## REQUIREMENT A:
Pull out every line of the records that contains the word "tiled", matching case exactly.

## DOCUMENT EXTRACT:
-----

Introduction: Handmade Plexiglass Project Boxes From Scratch

Picture of Handmade Plexiglass Project Boxes From Scratch

Ever since I stepped into the world of electronics 6 years ago I have always wanted to house my projects in good looking boxes. But the problem is the availability of boxes. The sizes are very limited and they are of poor quality. The good quality ones are very expensive. So i had a thought.

WHY NOT MAKE IT MYSELF :D

I looked up some ideas on instructables and other places but all i got were these nifty boxes made out of plexiglass and cut using laser cutter. But since i didn't own one i decided to make them without it using basic tools.

They are not as pretty or as accurate as the laser cut ones but they are strong enough and not so bad either. Plus they can be pretty cheap to make since you can use leftover plexiglass.

I MADE THEM FOR FREE

Yup free. Got the scrap plexiglass from the dealer i buy them from and i can make numerous boxes easily.

The first one i made wasn't that good but second one was a big improvement and i know if i make more i will be able to perfect the build.

Step 1: Materials

Picture of Materials

The materials are pretty straight forward.

1. Scrap Pieces of Plexiglass. Any thickness would do. I used 3mm and 5mm. Link
2. Acryllic glue if it is available. It basically bonds the pieces as one and is very strong. If you cant find it then use super glue like i did. Link
3. Scoring Tool. I used a DIY scoring tool i made myself. Link
4. Sandpaper and a file. I used a bench grinder and glued sandpaper to it. Link
4.Straight Edge. Any would do. Link
5. Tape. Any tape Link
6. Marking Tool. Some fine tip permanent marker would work. Link

Step 2: Cutting the Plexiglass

Picture of Cutting the Plexiglass

First of all you have to decide the size of the box you will make. You can choose any size according to the size of whole plexiglass pieces you have. I made a 4" x 2.5" x 2.5" box.

Measure and mark the plexiglass according to the diagram. The longer sides plus the top and bottom pieces will be identical. The shorter sides will be a bit longer due to the added width of the longer side pieces.

Score the plexiglass using a straight edge as a guide. The trick is to put pressure vertically down instead of sideways. Score to about half of the thickness for good measure. Place the score line against a straight edge and apply pressure to the unsupported side. It should snap easily. Give it a sudden pressure if it doesn't snap easily. The score line should be straight. You will learn this by practice. If the piece to be snapped off is too small then sand it instead.

Cut out all the six pieces of roughly the same size. It can be a bit larger but if it is smaller then that can be an issue. So measure slightly larger.

-----

Named-object pointing records
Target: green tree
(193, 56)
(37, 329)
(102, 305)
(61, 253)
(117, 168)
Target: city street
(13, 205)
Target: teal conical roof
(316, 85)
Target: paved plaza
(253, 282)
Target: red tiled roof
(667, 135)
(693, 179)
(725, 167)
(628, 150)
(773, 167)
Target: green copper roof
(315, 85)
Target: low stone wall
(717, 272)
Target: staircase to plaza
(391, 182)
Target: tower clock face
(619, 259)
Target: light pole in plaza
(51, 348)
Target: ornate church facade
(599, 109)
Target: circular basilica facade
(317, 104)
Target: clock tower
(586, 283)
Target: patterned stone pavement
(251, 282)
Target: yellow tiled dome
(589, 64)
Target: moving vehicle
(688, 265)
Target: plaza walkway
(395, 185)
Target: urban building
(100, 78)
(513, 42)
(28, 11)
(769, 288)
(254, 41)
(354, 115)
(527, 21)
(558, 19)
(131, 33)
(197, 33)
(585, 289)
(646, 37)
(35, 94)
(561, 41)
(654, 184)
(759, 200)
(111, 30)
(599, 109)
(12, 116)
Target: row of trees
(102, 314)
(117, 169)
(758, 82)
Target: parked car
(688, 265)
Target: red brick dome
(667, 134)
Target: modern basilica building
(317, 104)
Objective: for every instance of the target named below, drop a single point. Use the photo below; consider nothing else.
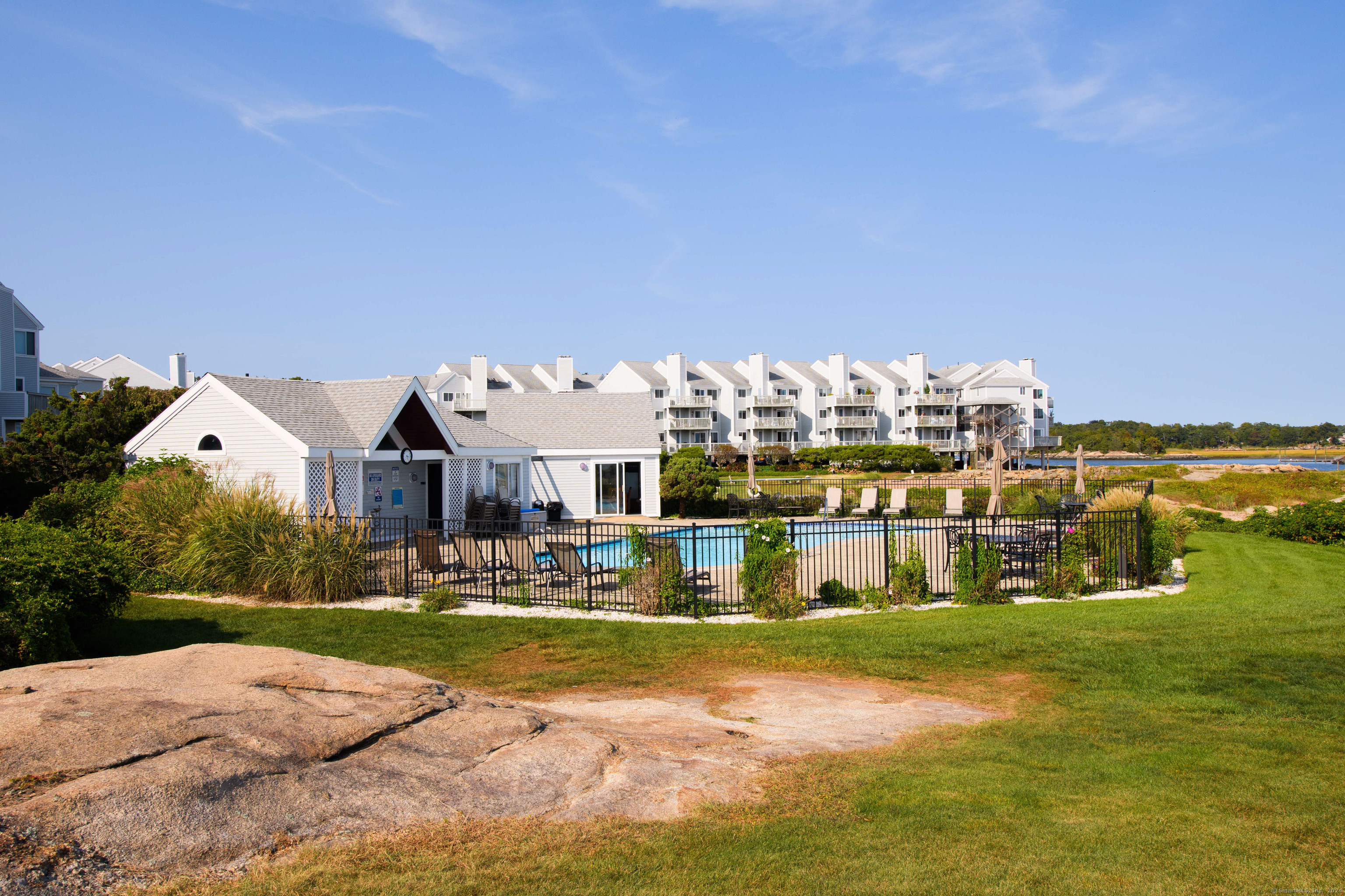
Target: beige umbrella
(997, 481)
(330, 505)
(751, 466)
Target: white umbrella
(330, 506)
(997, 481)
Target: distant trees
(1149, 439)
(78, 439)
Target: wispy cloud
(994, 54)
(626, 190)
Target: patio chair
(868, 502)
(571, 566)
(898, 506)
(470, 557)
(428, 555)
(521, 560)
(672, 552)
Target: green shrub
(439, 601)
(834, 594)
(1068, 579)
(910, 578)
(53, 586)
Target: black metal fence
(596, 566)
(926, 495)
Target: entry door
(609, 489)
(435, 486)
(631, 488)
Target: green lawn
(1171, 745)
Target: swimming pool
(723, 545)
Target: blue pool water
(723, 545)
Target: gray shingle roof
(727, 370)
(346, 414)
(472, 434)
(576, 420)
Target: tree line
(1151, 439)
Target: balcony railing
(690, 401)
(690, 423)
(771, 401)
(852, 401)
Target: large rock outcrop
(206, 756)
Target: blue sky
(1145, 197)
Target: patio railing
(516, 563)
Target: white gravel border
(474, 608)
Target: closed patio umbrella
(997, 481)
(330, 505)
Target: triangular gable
(419, 428)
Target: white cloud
(993, 54)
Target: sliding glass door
(618, 489)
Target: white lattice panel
(348, 486)
(455, 492)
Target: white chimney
(178, 370)
(838, 373)
(918, 370)
(479, 377)
(676, 372)
(564, 374)
(759, 373)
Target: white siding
(249, 447)
(561, 479)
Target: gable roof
(727, 370)
(576, 419)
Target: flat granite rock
(206, 756)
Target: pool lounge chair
(521, 560)
(571, 566)
(868, 502)
(471, 562)
(673, 552)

-----

## REQUIREMENT B:
Name each item in the Step 1 materials list of the plexiglass project box guide.

## WRITTEN RESPONSE A:
Target: red tiled roof
Target: yellow tiled dome

## WRITTEN RESPONSE B:
- Scrap Pieces of Plexiglass
- Acryllic glue
- Scoring Tool
- Sandpaper and a file
- Straight Edge
- Tape
- Marking Tool